Please put the entries from the line containing "the car windshield" through the last entry, both ends included, into a Markdown table with the columns "Row" and "Line", one line per row and no blank lines.

++++

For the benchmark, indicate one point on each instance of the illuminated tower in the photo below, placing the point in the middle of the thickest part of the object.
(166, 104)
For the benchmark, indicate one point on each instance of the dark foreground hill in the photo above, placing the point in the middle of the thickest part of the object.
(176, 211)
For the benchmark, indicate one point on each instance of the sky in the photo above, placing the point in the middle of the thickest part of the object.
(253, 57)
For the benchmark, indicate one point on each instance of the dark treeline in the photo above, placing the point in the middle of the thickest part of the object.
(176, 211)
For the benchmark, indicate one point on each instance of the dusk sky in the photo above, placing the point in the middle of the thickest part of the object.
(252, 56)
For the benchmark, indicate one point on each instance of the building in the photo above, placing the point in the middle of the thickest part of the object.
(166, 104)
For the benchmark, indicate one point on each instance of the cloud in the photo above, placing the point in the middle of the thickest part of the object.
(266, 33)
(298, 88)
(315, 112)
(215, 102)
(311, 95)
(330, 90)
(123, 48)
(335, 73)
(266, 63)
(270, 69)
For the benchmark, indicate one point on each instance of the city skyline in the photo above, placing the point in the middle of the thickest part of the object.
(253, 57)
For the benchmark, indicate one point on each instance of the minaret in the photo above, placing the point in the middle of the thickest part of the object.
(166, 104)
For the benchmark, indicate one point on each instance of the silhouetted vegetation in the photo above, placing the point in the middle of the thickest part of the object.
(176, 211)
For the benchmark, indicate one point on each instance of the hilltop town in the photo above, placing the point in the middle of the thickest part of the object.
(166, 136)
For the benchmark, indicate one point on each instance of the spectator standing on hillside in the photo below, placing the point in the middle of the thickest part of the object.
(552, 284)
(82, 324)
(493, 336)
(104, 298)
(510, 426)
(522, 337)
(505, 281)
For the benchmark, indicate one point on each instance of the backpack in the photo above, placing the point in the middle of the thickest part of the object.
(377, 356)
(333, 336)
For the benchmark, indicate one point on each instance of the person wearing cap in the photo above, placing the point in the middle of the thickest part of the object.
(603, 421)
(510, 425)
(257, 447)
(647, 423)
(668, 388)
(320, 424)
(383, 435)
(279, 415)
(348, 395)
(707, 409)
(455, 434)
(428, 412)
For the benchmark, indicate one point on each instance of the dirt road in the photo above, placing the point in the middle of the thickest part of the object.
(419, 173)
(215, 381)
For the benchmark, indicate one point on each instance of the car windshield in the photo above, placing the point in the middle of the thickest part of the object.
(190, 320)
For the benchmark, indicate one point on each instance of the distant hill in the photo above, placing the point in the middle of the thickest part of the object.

++++

**IN RESPONSE**.
| Row | Line |
|---|---|
| 1 | For the benchmark, indicate one point on each instance of the car windshield in the photo above, placing the point in the middle of the thickest part of the object. |
| 2 | (190, 320) |
| 3 | For the benchmark, indicate one point on each instance of the distant hill in the photo above, placing the point in the middle of the thickest part of the object. |